The lines below, from the one holding "Pin the dirt path" through the one holding "Pin the orange", are to be restated word for word, with all images left out.

# Source material
======

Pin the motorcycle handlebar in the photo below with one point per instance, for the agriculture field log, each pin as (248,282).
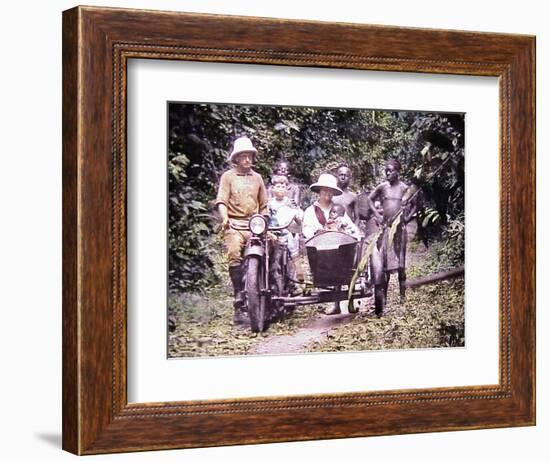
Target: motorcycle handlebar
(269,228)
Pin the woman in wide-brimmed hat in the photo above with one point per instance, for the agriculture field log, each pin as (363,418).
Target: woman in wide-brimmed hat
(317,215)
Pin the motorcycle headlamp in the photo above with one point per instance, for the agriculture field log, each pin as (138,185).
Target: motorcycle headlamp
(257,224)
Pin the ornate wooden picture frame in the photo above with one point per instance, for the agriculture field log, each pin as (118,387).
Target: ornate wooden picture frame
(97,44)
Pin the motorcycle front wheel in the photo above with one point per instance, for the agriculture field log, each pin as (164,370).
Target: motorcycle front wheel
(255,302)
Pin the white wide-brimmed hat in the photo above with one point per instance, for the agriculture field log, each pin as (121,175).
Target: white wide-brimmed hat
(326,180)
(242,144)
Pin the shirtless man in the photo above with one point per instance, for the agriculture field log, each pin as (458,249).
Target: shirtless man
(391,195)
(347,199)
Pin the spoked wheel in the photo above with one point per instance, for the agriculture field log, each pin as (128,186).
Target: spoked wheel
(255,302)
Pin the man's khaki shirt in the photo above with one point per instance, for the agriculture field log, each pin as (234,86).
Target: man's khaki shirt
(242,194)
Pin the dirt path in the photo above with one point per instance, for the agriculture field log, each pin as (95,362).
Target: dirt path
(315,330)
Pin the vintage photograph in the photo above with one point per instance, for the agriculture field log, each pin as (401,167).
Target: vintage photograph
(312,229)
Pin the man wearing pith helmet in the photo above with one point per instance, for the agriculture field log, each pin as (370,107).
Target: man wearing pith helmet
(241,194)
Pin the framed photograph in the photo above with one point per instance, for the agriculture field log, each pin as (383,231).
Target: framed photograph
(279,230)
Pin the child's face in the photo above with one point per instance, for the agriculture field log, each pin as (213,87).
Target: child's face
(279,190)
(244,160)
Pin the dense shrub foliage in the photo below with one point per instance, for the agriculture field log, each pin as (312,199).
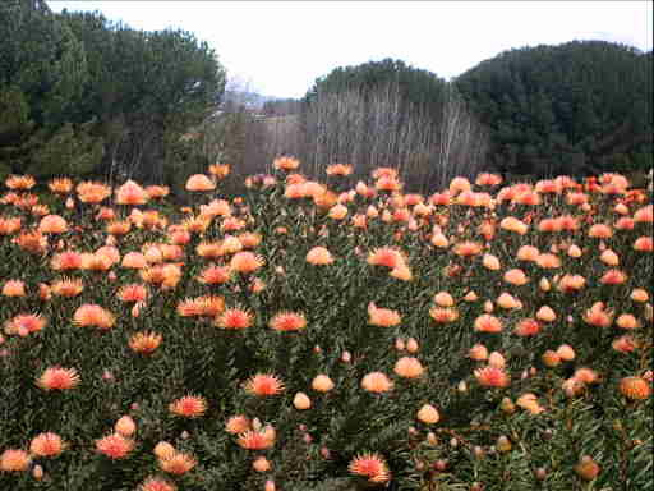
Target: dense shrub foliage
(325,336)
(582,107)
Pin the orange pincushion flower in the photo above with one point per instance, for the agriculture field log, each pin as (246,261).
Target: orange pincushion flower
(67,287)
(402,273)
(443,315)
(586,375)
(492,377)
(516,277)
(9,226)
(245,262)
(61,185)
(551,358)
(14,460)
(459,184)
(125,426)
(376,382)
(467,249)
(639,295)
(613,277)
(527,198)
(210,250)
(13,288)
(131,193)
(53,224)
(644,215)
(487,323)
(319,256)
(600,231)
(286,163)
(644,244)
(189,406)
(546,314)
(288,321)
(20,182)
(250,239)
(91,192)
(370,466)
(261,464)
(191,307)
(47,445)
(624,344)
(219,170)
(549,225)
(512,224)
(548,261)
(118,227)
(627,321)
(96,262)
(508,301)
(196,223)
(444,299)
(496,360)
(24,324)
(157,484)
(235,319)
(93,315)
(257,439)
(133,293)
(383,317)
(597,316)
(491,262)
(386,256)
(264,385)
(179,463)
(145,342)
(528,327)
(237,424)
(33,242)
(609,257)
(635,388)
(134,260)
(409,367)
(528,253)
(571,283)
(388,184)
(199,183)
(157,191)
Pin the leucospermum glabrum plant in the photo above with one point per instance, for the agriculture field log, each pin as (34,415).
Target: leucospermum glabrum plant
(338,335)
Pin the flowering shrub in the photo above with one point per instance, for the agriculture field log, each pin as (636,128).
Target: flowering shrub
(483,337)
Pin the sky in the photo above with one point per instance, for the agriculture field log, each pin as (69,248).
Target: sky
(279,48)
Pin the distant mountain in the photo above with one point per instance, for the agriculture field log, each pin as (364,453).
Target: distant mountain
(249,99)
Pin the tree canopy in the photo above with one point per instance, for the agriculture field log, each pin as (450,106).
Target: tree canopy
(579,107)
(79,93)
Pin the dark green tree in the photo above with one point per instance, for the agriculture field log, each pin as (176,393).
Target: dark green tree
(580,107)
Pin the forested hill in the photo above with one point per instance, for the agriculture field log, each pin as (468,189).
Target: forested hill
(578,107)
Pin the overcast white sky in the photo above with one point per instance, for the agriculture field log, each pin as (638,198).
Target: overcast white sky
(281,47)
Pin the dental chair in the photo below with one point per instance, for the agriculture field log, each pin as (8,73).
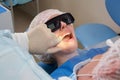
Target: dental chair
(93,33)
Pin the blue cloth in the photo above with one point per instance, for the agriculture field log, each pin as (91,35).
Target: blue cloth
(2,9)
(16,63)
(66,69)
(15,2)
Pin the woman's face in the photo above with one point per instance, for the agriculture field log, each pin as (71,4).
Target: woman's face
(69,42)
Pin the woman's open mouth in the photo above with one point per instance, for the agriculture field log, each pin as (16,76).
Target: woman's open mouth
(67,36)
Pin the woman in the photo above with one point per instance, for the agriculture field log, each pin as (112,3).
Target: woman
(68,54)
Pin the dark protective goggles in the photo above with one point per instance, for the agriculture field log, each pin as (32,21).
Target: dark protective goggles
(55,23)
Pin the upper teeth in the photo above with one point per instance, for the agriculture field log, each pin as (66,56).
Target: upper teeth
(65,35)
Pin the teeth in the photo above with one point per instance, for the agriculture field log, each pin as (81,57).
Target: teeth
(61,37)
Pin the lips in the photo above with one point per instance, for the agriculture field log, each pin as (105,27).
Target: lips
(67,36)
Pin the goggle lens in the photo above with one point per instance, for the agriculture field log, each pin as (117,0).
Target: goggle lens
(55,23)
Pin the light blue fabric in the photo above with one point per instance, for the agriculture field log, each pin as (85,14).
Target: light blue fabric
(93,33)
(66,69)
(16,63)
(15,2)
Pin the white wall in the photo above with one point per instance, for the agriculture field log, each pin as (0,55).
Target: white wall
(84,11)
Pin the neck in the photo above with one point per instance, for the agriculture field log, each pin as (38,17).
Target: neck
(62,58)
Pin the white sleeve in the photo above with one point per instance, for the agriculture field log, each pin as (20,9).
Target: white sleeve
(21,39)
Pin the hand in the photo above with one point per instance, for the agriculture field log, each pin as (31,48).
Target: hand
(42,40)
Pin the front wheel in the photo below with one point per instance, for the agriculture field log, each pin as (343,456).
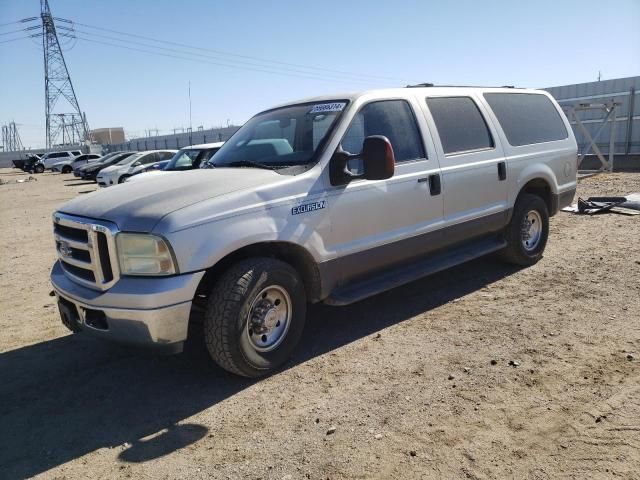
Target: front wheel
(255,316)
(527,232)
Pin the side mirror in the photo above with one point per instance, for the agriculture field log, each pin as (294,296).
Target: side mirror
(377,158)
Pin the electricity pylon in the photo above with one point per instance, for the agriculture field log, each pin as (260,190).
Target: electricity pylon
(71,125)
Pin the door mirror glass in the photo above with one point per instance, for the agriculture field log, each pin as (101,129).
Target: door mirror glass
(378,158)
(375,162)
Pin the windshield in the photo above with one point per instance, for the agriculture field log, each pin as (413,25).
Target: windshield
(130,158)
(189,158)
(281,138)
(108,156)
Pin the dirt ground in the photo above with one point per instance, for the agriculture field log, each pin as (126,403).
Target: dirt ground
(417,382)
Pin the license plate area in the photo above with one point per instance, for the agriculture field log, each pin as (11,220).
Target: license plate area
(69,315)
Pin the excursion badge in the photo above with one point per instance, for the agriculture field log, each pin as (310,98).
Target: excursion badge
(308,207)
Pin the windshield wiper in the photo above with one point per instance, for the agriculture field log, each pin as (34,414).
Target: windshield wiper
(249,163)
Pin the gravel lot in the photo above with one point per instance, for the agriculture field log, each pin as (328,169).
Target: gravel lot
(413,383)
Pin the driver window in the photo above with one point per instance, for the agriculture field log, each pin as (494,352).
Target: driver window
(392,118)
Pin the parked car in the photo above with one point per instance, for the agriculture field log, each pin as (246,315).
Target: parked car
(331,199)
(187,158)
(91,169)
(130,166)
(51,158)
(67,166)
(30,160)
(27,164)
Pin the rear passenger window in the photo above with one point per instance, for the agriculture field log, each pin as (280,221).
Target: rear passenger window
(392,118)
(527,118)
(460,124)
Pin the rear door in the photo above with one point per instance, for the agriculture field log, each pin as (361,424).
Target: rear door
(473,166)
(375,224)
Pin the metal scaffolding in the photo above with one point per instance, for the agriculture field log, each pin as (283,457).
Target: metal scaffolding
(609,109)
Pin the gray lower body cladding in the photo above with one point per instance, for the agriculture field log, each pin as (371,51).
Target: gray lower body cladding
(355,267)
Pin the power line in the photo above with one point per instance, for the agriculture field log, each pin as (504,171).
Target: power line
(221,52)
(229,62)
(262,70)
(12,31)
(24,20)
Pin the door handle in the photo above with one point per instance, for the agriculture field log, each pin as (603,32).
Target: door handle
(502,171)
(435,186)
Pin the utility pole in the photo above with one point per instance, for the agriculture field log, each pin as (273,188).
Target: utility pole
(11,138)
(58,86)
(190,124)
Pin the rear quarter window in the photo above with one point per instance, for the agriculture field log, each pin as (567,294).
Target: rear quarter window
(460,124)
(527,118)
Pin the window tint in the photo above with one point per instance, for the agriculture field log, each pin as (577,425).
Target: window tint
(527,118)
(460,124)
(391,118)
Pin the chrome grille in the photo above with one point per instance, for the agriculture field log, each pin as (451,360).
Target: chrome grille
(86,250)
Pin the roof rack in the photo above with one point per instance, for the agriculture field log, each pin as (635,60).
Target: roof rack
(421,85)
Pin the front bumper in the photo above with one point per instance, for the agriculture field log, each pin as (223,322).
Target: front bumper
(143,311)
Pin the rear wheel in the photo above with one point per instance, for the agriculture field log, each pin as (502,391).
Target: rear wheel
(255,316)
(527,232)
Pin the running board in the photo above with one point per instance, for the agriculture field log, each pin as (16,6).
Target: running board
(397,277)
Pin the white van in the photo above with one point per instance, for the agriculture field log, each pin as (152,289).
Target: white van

======

# The completed task
Pin the dirt path in the photo above with one point per instance, for the agriculture field log, each pin as (95,362).
Target: dirt path
(315,330)
Pin the vintage photograph in the photo above with one point per instance, for the agriculture field log, each pin as (401,167).
Target: vintage photograph
(312,229)
Pin the man wearing pith helmet in the photo above with one point per instance, for the agriculture field log, each pin as (370,107).
Target: man wearing pith helmet
(241,194)
Pin the framed photograph in the photo above with one point per instance, for the agriculture field log, each pin as (383,231).
Target: framed photograph
(279,230)
Pin the child's face in the photo above with one point per instance, for the agriculture field log, each pin as (213,87).
Target: child's face
(279,190)
(244,160)
Pin the dense shrub foliage in the photo below with one point per instance, for the agriculture field log, each pin as (312,199).
Target: dense shrub foliage
(325,336)
(582,107)
Pin the orange pincushion flower in the photo above with one point per instance, for the agriculture field log, each pin as (246,261).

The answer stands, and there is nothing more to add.